▸ **Текст для чтения**:
Вере, Надежде, Любви

Рассказ вобрал в себя тематику и философскую сущность многих произведений художника-мыслителя1. Архиерей относится к тем персонажам, о которых можно сказать словами Мережковского: «высший подъем, крайнее напряжение духовной жизни (...) дают им эту освобожденность от тела, как бы сверхъестественную легкость, окрыленность2...».

Чехов сознательно не давал «разжеванных» рецептов спасения — это было непривычно, странно, это возмущало «моралистов». Например, как и многие критики, Мережковский не смог понять финала «Дуэли», хотя и высоко оценил произведение: «Тип Лаевского прелесть, он как живой, если бы не самая последняя глава, которая все-таки фантастична...»3. Возрождение Лаевского в последней главе — не сопровождалось, как обычно, авторскими комментариями. Сущность процесса можно было понять из всей совокупности фактов, но для «уразумения» необходимо — активное участие читателя, его эмоционально-интеллектуальное «соавторство». Этого Чехов настоятельно требует, в этом видит смысл и цель искусства. Правда, для восприятия Чехова необходимо понимание искусства.

▸ **Вопросы**:
(1) Извлеките из текста о Чехове отрывок: начните там, где стоят слова «Чехов сознательно не», и остановитесь после слов «необходимо понимание искусства.».
(2) Перескажите короче абзац текста о Чехове, который начинается словами «Чехов сознательно не давал», и сохраните его основные факты.

▸ **Исходные данные**:
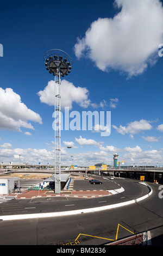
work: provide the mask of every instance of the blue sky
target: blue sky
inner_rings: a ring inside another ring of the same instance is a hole
[[[57,48],[73,63],[62,105],[111,111],[109,136],[62,131],[62,165],[67,145],[78,166],[112,164],[116,153],[126,165],[162,165],[162,14],[159,0],[1,1],[0,161],[54,163],[54,77],[43,56]]]

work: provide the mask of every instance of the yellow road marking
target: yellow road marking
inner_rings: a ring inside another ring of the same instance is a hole
[[[124,229],[126,229],[126,230],[128,231],[129,232],[130,232],[132,234],[134,234],[134,233],[133,232],[132,232],[131,231],[129,230],[129,229],[127,229],[127,228],[124,228],[124,227],[123,227],[122,226],[122,225],[120,225],[120,224],[118,224],[118,226],[117,226],[117,231],[116,231],[116,239],[115,239],[115,240],[114,240],[114,239],[109,239],[109,238],[104,238],[104,237],[101,237],[100,236],[94,236],[94,235],[87,235],[86,234],[82,234],[82,233],[80,233],[78,236],[77,237],[77,238],[75,239],[74,241],[76,241],[77,240],[77,239],[79,237],[79,236],[82,235],[85,235],[86,236],[91,236],[92,237],[96,237],[96,238],[100,238],[101,239],[105,239],[106,240],[110,240],[110,241],[116,241],[117,240],[117,238],[118,238],[118,231],[119,231],[119,227],[121,226],[122,227],[122,228],[124,228]]]
[[[94,235],[86,235],[86,234],[81,234],[81,233],[79,234],[78,236],[77,236],[77,237],[75,241],[76,241],[78,239],[78,238],[80,236],[80,235],[86,235],[87,236],[92,236],[92,237],[96,237],[96,238],[101,238],[101,239],[106,239],[106,240],[115,241],[113,239],[109,239],[108,238],[100,237],[99,236],[95,236]]]
[[[116,233],[116,240],[117,240],[118,233],[119,227],[120,227],[120,226],[121,226],[121,227],[122,227],[122,228],[124,228],[124,229],[126,229],[127,231],[129,231],[131,233],[134,234],[134,233],[133,233],[133,232],[131,232],[131,231],[127,229],[127,228],[124,228],[124,227],[123,227],[123,226],[122,226],[122,225],[120,225],[120,224],[118,224],[118,227],[117,227],[117,233]]]

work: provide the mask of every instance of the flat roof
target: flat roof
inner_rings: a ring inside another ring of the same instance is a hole
[[[71,174],[66,173],[61,173],[60,174],[60,178],[61,178],[61,182],[66,182],[70,177]],[[45,181],[47,182],[55,182],[55,176],[57,179],[59,179],[59,174],[55,174],[54,175],[54,176],[52,176],[51,177],[48,178],[47,179],[46,179],[44,180]]]
[[[1,177],[0,180],[20,180],[19,177]]]

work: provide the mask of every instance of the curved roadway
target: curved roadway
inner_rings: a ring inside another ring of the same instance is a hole
[[[105,190],[123,187],[124,191],[110,196],[96,198],[36,198],[20,200],[18,204],[22,209],[26,209],[25,214],[59,212],[129,201],[149,192],[146,186],[140,184],[136,180],[117,178],[112,180],[103,179],[103,181],[102,185]],[[161,244],[162,199],[158,196],[159,185],[150,184],[150,186],[153,190],[150,197],[140,202],[118,208],[64,217],[1,221],[0,244],[62,245],[72,242],[78,242],[80,245],[102,245],[115,240],[118,224],[121,228],[118,239],[131,235],[130,232],[142,232],[147,229],[151,233],[152,244]],[[9,203],[8,205],[9,207]],[[0,214],[1,218],[5,214],[3,212],[3,215],[2,211]]]

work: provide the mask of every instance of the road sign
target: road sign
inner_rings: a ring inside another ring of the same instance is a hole
[[[145,176],[141,176],[140,179],[140,180],[145,180]]]
[[[105,164],[103,164],[102,166],[102,169],[103,170],[107,170],[107,166]]]
[[[89,169],[90,170],[96,170],[96,166],[90,166]]]

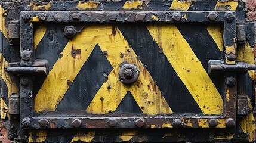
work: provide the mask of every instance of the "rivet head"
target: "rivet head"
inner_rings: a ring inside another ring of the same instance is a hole
[[[79,128],[82,124],[82,121],[79,119],[75,119],[72,122],[72,126],[75,128]]]
[[[115,127],[116,126],[116,120],[115,119],[110,119],[107,121],[107,124],[110,127]]]
[[[215,127],[218,125],[218,122],[215,119],[211,119],[208,121],[209,126],[210,127]]]
[[[143,127],[144,126],[144,123],[144,123],[143,119],[142,119],[141,118],[137,119],[137,120],[135,122],[135,124],[138,128]]]
[[[173,120],[172,125],[175,127],[178,127],[181,126],[182,124],[182,120],[180,119],[174,119]]]
[[[232,118],[228,118],[226,119],[225,123],[227,127],[229,127],[229,128],[233,127],[235,125],[235,120],[234,119],[232,119]]]
[[[24,118],[22,120],[21,126],[25,128],[30,127],[31,126],[31,119],[29,117]]]
[[[235,86],[236,83],[236,78],[235,78],[235,77],[233,77],[233,76],[230,76],[230,77],[227,77],[227,80],[226,80],[226,83],[228,86],[231,86],[231,87]]]
[[[48,120],[44,118],[38,120],[40,126],[47,126],[48,122]]]

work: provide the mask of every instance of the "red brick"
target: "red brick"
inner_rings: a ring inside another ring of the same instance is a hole
[[[256,1],[255,0],[247,0],[248,4],[248,8],[250,10],[253,10],[256,8]]]

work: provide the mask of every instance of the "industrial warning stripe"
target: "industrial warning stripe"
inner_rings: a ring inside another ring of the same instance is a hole
[[[129,91],[144,113],[147,114],[172,113],[167,102],[161,97],[161,91],[156,83],[140,61],[136,60],[135,54],[129,46],[122,33],[117,28],[114,27],[115,31],[113,30],[113,27],[110,26],[88,27],[69,42],[62,52],[63,57],[58,60],[54,64],[45,80],[46,82],[44,83],[35,98],[36,112],[55,110],[69,88],[67,80],[73,81],[81,67],[98,43],[103,51],[112,50],[112,52],[109,52],[107,58],[113,66],[113,70],[109,75],[107,82],[103,83],[88,107],[87,110],[88,112],[93,113],[113,112],[118,107],[127,91]],[[72,49],[81,50],[81,54],[73,57],[70,55]],[[120,57],[121,53],[125,55],[122,58]],[[138,81],[140,82],[138,82],[140,84],[125,86],[118,82],[117,74],[119,64],[124,60],[131,64],[135,64],[138,66],[141,72],[138,79]],[[73,62],[69,62],[72,61]],[[73,72],[69,72],[70,70]],[[65,78],[61,78],[61,77],[64,77],[61,75],[65,75]],[[107,89],[109,86],[111,89]],[[45,99],[51,102],[45,104],[44,104]],[[94,108],[95,105],[100,108]]]

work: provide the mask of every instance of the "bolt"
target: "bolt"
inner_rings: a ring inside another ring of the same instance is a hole
[[[47,15],[45,13],[39,13],[38,18],[41,20],[45,20],[46,18],[47,18]]]
[[[231,22],[235,20],[235,15],[232,12],[228,12],[226,14],[225,18],[228,21]]]
[[[22,14],[22,19],[25,21],[29,21],[31,19],[31,15],[29,13],[24,13]]]
[[[180,15],[180,13],[174,13],[172,18],[177,21],[178,21],[181,18],[181,15]]]
[[[22,120],[21,126],[25,128],[30,127],[31,126],[31,119],[29,117],[24,118],[23,120]]]
[[[127,77],[131,77],[131,76],[132,76],[133,74],[133,72],[132,69],[126,69],[125,70],[125,75]]]
[[[227,127],[231,128],[233,127],[235,125],[234,119],[228,118],[225,120],[226,125]]]
[[[23,86],[27,86],[29,84],[29,77],[27,76],[23,76],[21,77],[20,79],[20,83],[23,85]]]
[[[229,86],[233,86],[236,85],[236,80],[233,76],[227,77],[226,84]]]
[[[209,15],[207,16],[207,18],[210,20],[216,20],[217,17],[218,17],[218,14],[217,14],[214,12],[212,12],[209,14]]]
[[[72,125],[75,128],[79,128],[82,123],[82,121],[79,119],[75,119],[75,120],[72,122]]]
[[[209,120],[208,123],[210,127],[215,127],[218,125],[218,122],[215,119],[211,119]]]
[[[182,121],[179,119],[174,119],[172,122],[172,126],[178,127],[181,126]]]
[[[39,123],[39,126],[44,126],[44,127],[45,127],[45,126],[47,126],[48,121],[47,120],[47,119],[44,118],[44,119],[40,119],[38,121],[38,122]]]
[[[227,58],[229,61],[234,61],[236,58],[236,54],[233,51],[229,51],[227,53]]]
[[[107,123],[110,127],[115,127],[116,125],[116,120],[115,119],[110,119],[108,120]]]
[[[137,119],[137,120],[135,122],[135,124],[138,128],[143,127],[144,123],[145,122],[144,122],[143,119],[141,118]]]

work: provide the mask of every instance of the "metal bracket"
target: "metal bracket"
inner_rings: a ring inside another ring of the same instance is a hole
[[[256,65],[248,64],[244,62],[238,62],[236,64],[226,64],[218,60],[210,60],[208,61],[208,74],[220,74],[224,72],[246,72],[256,70]]]
[[[20,62],[13,62],[9,63],[5,67],[7,72],[13,74],[45,74],[49,73],[49,64],[46,60],[36,60],[32,66],[25,67],[21,66]]]

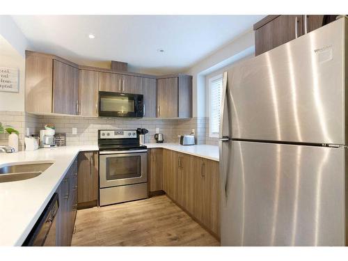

▸ **Результаты упражнения**:
(1)
Чехов сознательно не давал «разжеванных» рецептов спасения — это было непривычно, странно, это возмущало «моралистов». Например, как и многие критики, Мережковский не смог понять финала «Дуэли», хотя и высоко оценил произведение: «Тип Лаевского прелесть, он как живой, если бы не самая последняя глава, которая все-таки фантастична...»3. Возрождение Лаевского в последней главе — не сопровождалось, как обычно, авторскими комментариями. Сущность процесса можно было понять из всей совокупности фактов, но для «уразумения» необходимо — активное участие читателя, его эмоционально-интеллектуальное «соавторство». Этого Чехов настоятельно требует, в этом видит смысл и цель искусства. Правда, для восприятия Чехова необходимо понимание искусства.

(2) Чехов намеренно не предлагал готовых рецептов спасения. Это казалось непривычным и возмущало «моралистов». Так, Мережковский высоко оценил «Дуэль», но не понял её финала и назвал последнюю главу фантастичной. Возрождение Лаевского в этой главе автор не сопроводил комментариями. Его суть раскрывается через всю совокупность фактов и требует активного «соавторства» читателя, в котором Чехов видел смысл и цель искусства. Для восприятия Чехова необходимо понимание искусства.